A possible model feature that implements such a stabilizing mechanism in multivariate time series is mean reversion: the tendency of all components to drift towards a constant, which has the interpretation of the long term average of the series. Adding a mean reversion term to all increments of a multivariate discrete random walk makes the series secondorder stationary. This also guarantees that the distance between any two components will be stationary.
In this paper we propose a different mechanism: instead of making all components tend to a priori chosen constants, we impose that at every time step they move, in expectation, towards the minimal value among all components. When different components in the time series signify the value of a certain common variable among different groups, such an assumption can be interpreted as all groups mimicking the behaviour of the group which currently has the ’best’ value^{1}^{1}1We consider reversion to the minimum in this paper and only consider biometric variables for which low values are deemed to be best. One could of course also apply our analysis in cases where there is a drift towards the maximum. Our choice here is motivated by the particular empirical example we give in the last section, where we consider multivariate time series for human mortality. .
If knowledge about what is beneficial or detrimental for a group to minimize a certain quantitative indicator is communicated between different groups, and each group is capable of using this knowledge to their benefit, the best practices are implemented in all groups over time. The overall effect would be that the group which has achieved the best (i.e. the minimal) value would be ’followed’ over time by those with worse achievements, as they ’learn’ or ’mimic’ what is beneficial. We will show that this effect will lead to a cointegration relationship between groups but also to an additional downward drift that no group would achieve on its own or if the minimum reversion effect would not be present. In that sense, learning from the best performer generates improvements for all that would not occur if individual groups were left to their own devices.

INFORMATION SUPPLIED>
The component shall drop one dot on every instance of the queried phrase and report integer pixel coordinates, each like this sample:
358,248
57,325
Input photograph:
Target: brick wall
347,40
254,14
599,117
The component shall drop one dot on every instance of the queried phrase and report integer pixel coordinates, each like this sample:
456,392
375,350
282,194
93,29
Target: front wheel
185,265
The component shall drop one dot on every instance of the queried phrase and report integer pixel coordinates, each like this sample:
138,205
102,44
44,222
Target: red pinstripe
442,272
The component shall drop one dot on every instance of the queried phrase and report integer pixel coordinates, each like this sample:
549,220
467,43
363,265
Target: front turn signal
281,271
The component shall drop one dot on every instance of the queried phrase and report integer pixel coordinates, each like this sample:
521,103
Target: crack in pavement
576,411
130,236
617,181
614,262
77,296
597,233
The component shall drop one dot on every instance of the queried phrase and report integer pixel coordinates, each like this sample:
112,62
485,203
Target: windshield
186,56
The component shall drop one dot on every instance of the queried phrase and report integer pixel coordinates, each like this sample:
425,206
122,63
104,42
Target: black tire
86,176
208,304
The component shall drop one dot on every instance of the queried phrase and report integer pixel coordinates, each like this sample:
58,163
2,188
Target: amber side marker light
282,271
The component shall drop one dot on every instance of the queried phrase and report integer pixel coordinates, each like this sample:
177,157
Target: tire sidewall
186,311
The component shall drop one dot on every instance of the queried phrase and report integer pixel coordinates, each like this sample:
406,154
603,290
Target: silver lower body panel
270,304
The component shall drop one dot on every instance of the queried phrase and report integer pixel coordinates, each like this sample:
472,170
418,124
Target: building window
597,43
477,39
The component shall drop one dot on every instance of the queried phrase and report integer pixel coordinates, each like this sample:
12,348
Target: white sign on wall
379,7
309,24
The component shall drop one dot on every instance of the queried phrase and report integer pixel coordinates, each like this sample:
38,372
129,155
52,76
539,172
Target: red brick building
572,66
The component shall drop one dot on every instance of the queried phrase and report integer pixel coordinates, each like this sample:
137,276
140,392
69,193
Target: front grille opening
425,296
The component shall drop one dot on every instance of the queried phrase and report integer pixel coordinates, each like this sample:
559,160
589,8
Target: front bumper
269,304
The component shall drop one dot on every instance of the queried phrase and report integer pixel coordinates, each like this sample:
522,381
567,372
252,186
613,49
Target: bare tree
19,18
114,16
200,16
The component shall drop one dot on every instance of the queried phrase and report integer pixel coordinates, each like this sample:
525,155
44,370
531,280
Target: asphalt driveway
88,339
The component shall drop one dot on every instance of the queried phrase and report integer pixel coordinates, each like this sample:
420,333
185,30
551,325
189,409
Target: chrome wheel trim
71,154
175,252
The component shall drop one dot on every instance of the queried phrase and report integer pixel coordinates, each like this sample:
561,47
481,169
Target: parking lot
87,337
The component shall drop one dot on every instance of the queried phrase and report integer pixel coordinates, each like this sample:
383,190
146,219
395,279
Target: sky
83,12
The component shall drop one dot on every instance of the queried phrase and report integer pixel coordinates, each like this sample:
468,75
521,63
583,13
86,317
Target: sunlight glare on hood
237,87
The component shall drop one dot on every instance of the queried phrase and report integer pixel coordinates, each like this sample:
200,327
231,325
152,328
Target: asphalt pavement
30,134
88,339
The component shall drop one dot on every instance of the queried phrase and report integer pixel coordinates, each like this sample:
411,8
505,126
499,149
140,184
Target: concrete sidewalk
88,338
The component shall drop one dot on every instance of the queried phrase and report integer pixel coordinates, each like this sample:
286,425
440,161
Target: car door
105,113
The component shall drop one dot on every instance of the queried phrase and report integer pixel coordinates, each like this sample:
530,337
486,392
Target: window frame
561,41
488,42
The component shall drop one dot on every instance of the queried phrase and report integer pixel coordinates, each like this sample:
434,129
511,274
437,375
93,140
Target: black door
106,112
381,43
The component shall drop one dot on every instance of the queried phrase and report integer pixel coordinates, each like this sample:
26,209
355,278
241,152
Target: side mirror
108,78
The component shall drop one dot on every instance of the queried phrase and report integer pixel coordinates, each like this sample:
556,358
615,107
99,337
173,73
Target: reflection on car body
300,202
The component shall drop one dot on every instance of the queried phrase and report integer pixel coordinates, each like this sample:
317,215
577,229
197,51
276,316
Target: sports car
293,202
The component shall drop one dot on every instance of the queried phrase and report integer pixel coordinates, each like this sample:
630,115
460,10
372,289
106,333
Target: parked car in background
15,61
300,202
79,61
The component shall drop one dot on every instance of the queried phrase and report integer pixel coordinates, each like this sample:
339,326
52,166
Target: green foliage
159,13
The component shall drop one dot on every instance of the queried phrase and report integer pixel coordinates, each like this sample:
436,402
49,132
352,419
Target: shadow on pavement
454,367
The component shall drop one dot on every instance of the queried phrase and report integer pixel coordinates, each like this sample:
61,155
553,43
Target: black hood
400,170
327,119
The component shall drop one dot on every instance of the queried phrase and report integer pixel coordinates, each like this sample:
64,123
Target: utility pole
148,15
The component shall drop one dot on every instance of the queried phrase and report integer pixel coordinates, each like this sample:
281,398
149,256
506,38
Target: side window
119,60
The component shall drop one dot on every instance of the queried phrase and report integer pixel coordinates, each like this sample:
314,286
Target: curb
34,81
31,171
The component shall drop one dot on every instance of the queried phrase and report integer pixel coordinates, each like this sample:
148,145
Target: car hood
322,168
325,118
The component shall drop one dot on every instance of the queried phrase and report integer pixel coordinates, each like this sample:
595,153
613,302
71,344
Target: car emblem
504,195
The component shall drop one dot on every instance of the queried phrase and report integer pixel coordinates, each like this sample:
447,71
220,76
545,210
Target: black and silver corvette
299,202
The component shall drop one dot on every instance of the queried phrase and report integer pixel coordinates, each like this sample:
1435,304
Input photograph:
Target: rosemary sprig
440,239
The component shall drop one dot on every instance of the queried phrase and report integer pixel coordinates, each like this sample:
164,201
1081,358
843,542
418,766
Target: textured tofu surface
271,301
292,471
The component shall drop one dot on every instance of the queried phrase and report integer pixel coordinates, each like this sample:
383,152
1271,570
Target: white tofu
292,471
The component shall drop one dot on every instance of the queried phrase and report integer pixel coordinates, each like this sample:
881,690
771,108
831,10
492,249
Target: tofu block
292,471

EXERCISE INSTRUCTIONS>
a) Repeat word for word everything in the passage on minimum reversion from "In this paper we" down to "human mortality. .".
b) Show every line of the records that contains the word "front", treating uppercase and lowercase as different.

SOLUTIONS TO THE PROBLEMS>
a)
In this paper we propose a different mechanism: instead of making all components tend to a priori chosen constants, we impose that at every time step they move, in expectation, towards the minimal value among all components. When different components in the time series signify the value of a certain common variable among different groups, such an assumption can be interpreted as all groups mimicking the behaviour of the group which currently has the ’best’ value^{1}^{1}1We consider reversion to the minimum in this paper and only consider biometric variables for which low values are deemed to be best. One could of course also apply our analysis in cases where there is a drift towards the maximum. Our choice here is motivated by the particular empirical example we give in the last section, where we consider multivariate time series for human mortality. .

b)
Target: front wheel
Target: front turn signal
Target: front grille opening
Target: front bumper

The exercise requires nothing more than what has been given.